-- Aim of the exercise --
Transcribe the listing below in its entirety, exactly.

-- Supplied records --
Segment Open

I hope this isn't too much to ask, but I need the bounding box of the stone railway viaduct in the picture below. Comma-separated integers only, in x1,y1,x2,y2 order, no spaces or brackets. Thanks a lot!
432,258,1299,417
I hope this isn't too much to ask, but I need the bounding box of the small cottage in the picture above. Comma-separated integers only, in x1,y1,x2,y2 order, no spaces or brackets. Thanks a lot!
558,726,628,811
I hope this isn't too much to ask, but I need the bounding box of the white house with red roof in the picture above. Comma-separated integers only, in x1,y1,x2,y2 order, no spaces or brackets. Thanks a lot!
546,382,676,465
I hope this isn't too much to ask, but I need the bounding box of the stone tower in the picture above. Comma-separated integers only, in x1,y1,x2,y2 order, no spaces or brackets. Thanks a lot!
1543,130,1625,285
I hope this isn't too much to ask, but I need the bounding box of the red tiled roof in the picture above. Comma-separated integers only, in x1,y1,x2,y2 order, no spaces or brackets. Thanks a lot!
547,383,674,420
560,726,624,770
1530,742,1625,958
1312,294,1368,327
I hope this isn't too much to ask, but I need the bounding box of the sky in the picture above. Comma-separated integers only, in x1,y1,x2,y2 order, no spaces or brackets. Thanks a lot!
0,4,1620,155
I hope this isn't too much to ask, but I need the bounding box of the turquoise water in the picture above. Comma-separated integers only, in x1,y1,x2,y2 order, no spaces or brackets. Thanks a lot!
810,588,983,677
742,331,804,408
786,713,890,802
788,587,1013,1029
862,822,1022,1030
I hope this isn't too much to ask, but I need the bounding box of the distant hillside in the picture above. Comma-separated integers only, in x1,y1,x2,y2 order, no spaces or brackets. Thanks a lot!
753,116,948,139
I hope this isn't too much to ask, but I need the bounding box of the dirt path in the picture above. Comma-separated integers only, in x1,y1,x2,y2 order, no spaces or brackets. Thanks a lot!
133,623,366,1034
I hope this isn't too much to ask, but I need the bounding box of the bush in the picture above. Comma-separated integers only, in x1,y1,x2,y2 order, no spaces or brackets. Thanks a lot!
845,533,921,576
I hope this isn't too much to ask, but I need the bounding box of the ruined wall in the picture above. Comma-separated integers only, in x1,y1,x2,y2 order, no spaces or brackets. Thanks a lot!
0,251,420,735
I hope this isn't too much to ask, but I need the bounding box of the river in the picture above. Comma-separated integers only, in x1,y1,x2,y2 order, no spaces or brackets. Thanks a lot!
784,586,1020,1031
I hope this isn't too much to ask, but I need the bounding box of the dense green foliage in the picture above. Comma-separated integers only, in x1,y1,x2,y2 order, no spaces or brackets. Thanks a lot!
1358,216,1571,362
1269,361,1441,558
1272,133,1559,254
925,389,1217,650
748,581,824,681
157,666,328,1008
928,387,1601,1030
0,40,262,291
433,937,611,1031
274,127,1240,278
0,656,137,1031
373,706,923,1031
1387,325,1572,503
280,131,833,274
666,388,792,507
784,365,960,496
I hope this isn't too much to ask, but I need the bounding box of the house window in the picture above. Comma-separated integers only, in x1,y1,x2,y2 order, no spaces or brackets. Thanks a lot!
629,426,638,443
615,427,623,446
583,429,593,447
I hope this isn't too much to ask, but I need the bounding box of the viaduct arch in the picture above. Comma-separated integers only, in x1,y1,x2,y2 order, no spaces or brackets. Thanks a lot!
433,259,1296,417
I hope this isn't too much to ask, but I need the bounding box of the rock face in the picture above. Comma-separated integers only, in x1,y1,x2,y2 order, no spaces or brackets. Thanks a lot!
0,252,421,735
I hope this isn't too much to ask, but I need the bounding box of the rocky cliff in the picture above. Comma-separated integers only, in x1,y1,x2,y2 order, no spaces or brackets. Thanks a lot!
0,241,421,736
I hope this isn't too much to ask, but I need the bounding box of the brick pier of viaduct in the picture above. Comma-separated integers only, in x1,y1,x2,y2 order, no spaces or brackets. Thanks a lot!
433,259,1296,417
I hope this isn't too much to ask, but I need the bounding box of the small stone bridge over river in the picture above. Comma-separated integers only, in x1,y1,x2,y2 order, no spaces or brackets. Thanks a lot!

Segment Closed

-- Result below --
I hope this isn't too much to ask, but I need the bounding box of the stone railway viaduct in the picture below. Comma-separated integers only, in x1,y1,x2,y2 order, no spaces or brackets. Thanks a lot!
432,258,1299,417
I hope this isn't too much to ask, but I need the bounding box of the small cottage in the picture above. Comma-separated integers only, in x1,y1,x2,y2 order, no spaces or brackets. Thanks a lot!
558,726,628,811
I hope this isn't too much to ask, but I need the bounding box of the white house with red roof in the picture above. Comma-separated integers only, in x1,y1,x2,y2 order, no spaces or brackets. Thanks a lot!
546,382,676,465
I hope this isn't too much to ask, but I need the bounding box of the stone tower in the picture above. Comma-separated integers only, in x1,y1,x2,y2 order, no spaces or brackets. Thanks a lot!
1543,130,1625,285
I hope this isn't too much to ask, but I need the bounding box of the red tiled roof in the picture above. Comma-separated integers only, in x1,y1,x2,y2 order, no spaces or brackets. Thanks a lot!
547,383,674,420
560,726,624,770
1530,742,1625,958
1312,294,1368,327
I hope this isn't too much to ask, but I need the bounding box of the sky in the picture above. Comma-separated integers only, in x1,y1,x2,y2 order, no spaces or brackets. Thanks a lot!
0,4,1620,155
I hope this isn't too much to ask, but I need the bounding box of the turquoise water in the picture above. Comma-separated integers only, in x1,y1,x2,y2 order, no spaces or brackets. Thanks a lot!
810,588,983,677
742,331,804,408
786,713,890,802
788,587,1013,1029
862,822,1022,1030
I hope this isn't too much to ask, but I need the bounding box of the distant hillside in the picture above. Comma-separated integers only, in x1,y1,x2,y2 order, no spaces or brackets. Thanks a lot!
753,116,948,139
I hope this isn't too much to ask, but I need the bounding box of the dirt path in the picture above. Comma-separated integers only, in x1,y1,x2,y2 order, no spaces or brackets. Thanks a lot!
133,623,366,1034
I hope this isn't too much to ask, but I need the bounding box of the bush in the picture above. Comma-separated integers only, in x1,y1,x2,y2 order, no spaces or brackets. Thanks a lot!
845,533,921,576
I hope this isn't too much to ask, but I need the bounding box of the ruined wall in the picture above. Comma-separated integers only, in x1,y1,x2,y2 order, no spaces or brackets. Thanks a lot!
0,251,420,735
I hope this isn't too much to ask, but I need the bounding box of the river in the picture above. Comma-separated integers only, in x1,y1,x2,y2 order, no spaces or brackets. Thanks a lot!
784,586,1020,1031
I hope this isn't too much to ask, but I need the bounding box of the dense green foliage in the picture above. Comma-separated integers only, in x1,y1,x2,y2 order, no spaces or brackets. Thanks a lot!
1358,216,1571,362
1269,361,1441,558
1272,133,1559,254
925,389,1217,650
748,581,824,681
157,666,328,1008
928,387,1601,1030
0,40,262,291
433,937,611,1031
274,127,1240,278
0,656,137,1031
373,706,923,1031
1387,325,1572,503
280,131,833,274
666,388,792,507
784,365,960,496
I hope this isn't too much to ask, but I need the bounding box of the house window in the picture above. Comma-separated integers only, in x1,y1,x2,y2 order, no spaces or brackets. Thanks a lot!
629,426,638,443
615,427,623,446
583,429,593,447
I hope this isn't too much to ask, but I need the bounding box of the viaduct arch in the picture above. Comma-separated integers only, in x1,y1,x2,y2 order, no spaces or brackets. Thanks a lot!
433,259,1296,417
I hope this isn't too much to ask, but I need the bounding box of the rock face in the picture above. Comma-separated integers only, in x1,y1,x2,y2 order, no spaces or brackets. Thanks a lot!
0,252,421,735
I hope this isn't too much to ask, but I need the bounding box of the rocky cliff in the picture above. Comma-separated integers only, in x1,y1,x2,y2 order, no spaces or brackets. Thanks a lot!
0,241,421,736
I hope this isn't too much to ask, but I need the bounding box of the brick pier of viaduct in the picture above. Comma-separated integers only, in x1,y1,x2,y2 order, no spaces or brackets. Thanks a lot!
433,259,1296,417
I hope this isn't too much to ask, but I need the bounding box of the small stone bridge over river in the picture above. Comma-separated integers only, in x1,y1,x2,y2 order, no spaces or brackets. Thanks a lot!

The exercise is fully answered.